● Your task: Among the records below, find the line that has "188L554 200L557 201L555"; from there, give the lines again exactly, and stop after the line that has "The task in".

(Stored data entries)
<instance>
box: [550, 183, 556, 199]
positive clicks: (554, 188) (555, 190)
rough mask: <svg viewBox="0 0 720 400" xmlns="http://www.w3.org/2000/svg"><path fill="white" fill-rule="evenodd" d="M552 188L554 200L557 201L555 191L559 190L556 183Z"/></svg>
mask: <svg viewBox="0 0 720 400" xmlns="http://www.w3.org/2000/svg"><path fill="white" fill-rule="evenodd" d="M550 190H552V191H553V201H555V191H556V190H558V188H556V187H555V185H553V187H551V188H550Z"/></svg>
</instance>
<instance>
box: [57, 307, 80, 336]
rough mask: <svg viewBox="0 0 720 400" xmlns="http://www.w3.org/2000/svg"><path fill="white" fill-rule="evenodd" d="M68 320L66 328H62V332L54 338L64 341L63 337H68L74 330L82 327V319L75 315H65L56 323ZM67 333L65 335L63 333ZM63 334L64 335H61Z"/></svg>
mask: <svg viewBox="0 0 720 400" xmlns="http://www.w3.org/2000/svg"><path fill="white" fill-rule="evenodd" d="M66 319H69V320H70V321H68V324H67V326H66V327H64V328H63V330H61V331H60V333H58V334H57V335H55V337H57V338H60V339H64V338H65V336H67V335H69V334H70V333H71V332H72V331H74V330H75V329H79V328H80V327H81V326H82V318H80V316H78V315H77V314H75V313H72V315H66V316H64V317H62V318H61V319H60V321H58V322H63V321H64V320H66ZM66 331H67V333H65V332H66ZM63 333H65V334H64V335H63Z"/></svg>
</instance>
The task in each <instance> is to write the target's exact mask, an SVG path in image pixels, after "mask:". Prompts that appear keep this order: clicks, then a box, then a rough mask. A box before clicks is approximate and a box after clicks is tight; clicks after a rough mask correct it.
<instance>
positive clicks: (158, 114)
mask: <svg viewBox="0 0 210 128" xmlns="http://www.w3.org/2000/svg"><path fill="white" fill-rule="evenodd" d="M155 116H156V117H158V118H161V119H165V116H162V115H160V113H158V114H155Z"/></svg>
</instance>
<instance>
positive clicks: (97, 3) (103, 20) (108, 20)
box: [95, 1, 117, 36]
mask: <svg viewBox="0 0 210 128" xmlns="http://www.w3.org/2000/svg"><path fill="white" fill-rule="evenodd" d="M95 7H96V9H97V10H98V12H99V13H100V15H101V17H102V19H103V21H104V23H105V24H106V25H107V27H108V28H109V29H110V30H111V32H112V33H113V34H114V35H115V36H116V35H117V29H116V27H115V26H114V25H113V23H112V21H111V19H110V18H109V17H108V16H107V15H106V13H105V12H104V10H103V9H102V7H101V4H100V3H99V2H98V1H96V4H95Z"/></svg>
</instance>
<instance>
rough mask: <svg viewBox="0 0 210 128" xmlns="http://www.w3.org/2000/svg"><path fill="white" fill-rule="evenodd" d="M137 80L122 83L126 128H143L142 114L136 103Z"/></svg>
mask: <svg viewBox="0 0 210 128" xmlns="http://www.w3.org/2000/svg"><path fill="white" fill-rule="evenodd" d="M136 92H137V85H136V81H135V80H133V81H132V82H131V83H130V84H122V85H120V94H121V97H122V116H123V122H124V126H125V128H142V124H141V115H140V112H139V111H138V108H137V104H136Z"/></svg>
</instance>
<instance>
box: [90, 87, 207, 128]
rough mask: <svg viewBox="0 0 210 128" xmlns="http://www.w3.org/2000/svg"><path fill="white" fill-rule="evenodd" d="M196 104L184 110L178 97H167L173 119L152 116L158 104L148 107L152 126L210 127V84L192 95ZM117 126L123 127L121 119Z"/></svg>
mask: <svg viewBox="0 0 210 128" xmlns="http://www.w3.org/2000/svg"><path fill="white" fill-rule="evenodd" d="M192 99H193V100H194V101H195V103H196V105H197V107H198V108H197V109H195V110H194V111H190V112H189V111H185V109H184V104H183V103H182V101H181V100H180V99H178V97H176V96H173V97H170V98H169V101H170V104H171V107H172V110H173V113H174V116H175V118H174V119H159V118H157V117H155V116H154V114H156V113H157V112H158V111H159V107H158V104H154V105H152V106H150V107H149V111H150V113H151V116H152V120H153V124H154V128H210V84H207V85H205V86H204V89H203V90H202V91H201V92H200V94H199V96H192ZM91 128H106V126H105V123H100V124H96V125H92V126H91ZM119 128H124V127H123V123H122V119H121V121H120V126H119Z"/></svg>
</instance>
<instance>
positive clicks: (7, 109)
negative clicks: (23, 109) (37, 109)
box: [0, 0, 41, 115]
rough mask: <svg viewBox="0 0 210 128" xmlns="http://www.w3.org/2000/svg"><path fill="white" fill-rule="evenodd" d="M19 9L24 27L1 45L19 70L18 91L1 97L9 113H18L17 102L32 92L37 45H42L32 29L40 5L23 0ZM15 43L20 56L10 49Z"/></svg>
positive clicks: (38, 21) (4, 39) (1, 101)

● Result for this exercise:
rough mask: <svg viewBox="0 0 720 400" xmlns="http://www.w3.org/2000/svg"><path fill="white" fill-rule="evenodd" d="M552 188L554 200L557 201L555 191L559 190L556 183Z"/></svg>
mask: <svg viewBox="0 0 720 400" xmlns="http://www.w3.org/2000/svg"><path fill="white" fill-rule="evenodd" d="M550 190H552V191H553V201H555V191H556V190H558V188H556V187H555V185H553V187H551V188H550Z"/></svg>
</instance>
<instance>
box: [57, 307, 80, 336]
rough mask: <svg viewBox="0 0 720 400" xmlns="http://www.w3.org/2000/svg"><path fill="white" fill-rule="evenodd" d="M68 320L66 328H62V332L54 338L64 341L63 337H68L74 330L82 327V319L75 315H65L56 323ZM67 333L65 335L63 333ZM63 334L64 335H61Z"/></svg>
mask: <svg viewBox="0 0 720 400" xmlns="http://www.w3.org/2000/svg"><path fill="white" fill-rule="evenodd" d="M66 319H69V320H70V321H68V324H67V326H66V327H64V328H63V330H61V331H60V333H58V334H57V335H55V337H57V338H60V339H64V338H65V336H67V335H69V334H70V333H71V332H72V331H74V330H75V329H79V328H80V327H81V326H82V318H80V316H78V315H77V314H75V313H72V315H66V316H64V317H62V318H61V319H60V321H58V322H63V321H64V320H66ZM66 331H67V333H65V332H66ZM63 333H65V334H64V335H63Z"/></svg>
</instance>
The task in each <instance> is to write the target's exact mask, an SVG path in image pixels, after "mask:". Prompts that appear keep this order: clicks, then a box, then a rough mask. A box before clicks is approximate and a box after clicks is tight; clicks after a rough mask correct it.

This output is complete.